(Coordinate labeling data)
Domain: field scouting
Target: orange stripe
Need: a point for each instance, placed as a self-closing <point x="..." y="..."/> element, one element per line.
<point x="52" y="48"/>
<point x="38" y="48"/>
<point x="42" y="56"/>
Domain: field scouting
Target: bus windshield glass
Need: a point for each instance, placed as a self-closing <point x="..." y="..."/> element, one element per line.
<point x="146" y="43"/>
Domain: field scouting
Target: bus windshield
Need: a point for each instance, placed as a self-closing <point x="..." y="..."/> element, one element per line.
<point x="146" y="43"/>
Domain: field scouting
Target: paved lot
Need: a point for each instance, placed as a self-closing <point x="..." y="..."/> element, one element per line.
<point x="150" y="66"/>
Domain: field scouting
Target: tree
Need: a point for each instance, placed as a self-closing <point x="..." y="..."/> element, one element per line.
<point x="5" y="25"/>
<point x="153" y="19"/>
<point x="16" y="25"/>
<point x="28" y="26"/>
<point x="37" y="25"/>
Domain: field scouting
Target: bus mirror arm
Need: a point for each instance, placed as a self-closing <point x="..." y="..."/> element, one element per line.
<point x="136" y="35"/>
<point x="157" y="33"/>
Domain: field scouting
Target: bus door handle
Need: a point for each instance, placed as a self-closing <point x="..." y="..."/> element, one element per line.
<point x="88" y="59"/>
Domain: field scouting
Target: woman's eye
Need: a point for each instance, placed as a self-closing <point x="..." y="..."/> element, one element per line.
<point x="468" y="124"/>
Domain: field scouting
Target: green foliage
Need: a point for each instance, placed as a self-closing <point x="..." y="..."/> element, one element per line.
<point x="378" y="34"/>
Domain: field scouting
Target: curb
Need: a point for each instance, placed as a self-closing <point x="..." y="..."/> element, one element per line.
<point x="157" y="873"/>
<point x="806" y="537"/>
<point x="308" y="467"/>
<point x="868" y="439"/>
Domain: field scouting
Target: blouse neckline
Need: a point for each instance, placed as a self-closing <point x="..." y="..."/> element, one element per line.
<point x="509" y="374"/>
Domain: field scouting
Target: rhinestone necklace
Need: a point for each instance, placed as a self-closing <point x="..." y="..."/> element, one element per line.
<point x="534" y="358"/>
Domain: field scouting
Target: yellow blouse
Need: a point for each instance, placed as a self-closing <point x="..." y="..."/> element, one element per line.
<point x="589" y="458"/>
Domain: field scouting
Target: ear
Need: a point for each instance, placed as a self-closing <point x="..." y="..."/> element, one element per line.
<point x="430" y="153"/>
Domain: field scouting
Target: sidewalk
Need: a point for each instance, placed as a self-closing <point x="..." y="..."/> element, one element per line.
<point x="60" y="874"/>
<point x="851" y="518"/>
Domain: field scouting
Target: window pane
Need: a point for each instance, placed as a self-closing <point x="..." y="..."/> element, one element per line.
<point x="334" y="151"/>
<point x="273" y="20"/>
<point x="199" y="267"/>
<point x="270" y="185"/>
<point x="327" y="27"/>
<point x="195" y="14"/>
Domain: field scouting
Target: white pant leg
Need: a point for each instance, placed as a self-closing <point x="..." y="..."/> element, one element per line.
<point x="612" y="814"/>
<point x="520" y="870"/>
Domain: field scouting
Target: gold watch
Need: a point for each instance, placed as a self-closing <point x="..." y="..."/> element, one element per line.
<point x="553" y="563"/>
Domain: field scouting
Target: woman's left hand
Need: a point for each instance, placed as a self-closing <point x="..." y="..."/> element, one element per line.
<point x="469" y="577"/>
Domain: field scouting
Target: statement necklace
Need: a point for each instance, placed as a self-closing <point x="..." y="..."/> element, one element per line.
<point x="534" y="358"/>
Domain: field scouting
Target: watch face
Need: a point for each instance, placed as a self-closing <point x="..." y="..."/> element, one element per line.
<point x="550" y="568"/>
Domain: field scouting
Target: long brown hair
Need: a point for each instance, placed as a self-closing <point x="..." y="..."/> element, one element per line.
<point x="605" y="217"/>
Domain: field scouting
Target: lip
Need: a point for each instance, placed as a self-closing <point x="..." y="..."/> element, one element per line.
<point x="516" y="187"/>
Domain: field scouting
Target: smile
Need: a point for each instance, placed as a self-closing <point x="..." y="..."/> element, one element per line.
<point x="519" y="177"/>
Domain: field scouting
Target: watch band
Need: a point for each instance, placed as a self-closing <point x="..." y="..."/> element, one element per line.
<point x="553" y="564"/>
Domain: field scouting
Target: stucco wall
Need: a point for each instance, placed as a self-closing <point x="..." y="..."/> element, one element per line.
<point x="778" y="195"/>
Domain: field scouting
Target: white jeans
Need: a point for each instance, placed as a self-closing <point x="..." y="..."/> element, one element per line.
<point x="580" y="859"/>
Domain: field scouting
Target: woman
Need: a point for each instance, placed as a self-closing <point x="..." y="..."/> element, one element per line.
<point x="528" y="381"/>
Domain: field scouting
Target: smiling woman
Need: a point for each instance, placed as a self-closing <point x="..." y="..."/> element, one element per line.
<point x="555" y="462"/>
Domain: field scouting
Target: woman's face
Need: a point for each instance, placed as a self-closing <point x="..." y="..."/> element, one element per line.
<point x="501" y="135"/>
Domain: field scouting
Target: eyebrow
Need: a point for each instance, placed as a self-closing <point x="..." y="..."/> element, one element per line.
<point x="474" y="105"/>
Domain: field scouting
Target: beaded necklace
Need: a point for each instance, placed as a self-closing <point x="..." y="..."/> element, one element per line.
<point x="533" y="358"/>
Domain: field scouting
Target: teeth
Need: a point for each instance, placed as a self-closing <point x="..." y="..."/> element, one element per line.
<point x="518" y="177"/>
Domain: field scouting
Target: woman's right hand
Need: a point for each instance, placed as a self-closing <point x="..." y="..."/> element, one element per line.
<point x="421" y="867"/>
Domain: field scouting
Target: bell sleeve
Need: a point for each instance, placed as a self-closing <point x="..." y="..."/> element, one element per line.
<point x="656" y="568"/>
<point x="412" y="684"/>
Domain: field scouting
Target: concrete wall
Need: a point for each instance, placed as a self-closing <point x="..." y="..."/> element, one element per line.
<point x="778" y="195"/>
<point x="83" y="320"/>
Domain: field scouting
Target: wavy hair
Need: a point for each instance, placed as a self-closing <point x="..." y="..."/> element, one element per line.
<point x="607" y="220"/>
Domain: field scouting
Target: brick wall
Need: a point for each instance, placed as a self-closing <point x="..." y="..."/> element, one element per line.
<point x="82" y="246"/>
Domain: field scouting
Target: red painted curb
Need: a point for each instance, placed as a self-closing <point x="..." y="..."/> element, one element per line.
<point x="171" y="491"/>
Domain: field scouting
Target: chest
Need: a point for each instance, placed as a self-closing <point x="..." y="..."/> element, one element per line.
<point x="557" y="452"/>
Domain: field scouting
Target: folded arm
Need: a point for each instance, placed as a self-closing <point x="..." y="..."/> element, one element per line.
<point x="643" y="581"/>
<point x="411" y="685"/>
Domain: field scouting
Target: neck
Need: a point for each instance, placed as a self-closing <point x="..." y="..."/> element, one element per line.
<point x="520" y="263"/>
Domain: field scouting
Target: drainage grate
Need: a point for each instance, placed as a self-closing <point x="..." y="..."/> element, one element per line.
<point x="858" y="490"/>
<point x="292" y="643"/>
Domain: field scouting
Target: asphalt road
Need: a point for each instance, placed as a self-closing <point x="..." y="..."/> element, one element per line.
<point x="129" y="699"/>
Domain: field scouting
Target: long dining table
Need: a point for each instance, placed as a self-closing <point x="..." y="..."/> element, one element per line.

### What the task requires
Pull out every line of the material above that contains the string "watch". Case matters, so a line with the same letters in a different case does not count.

### Full answer
Target: gold watch
Target: watch face
Target: watch band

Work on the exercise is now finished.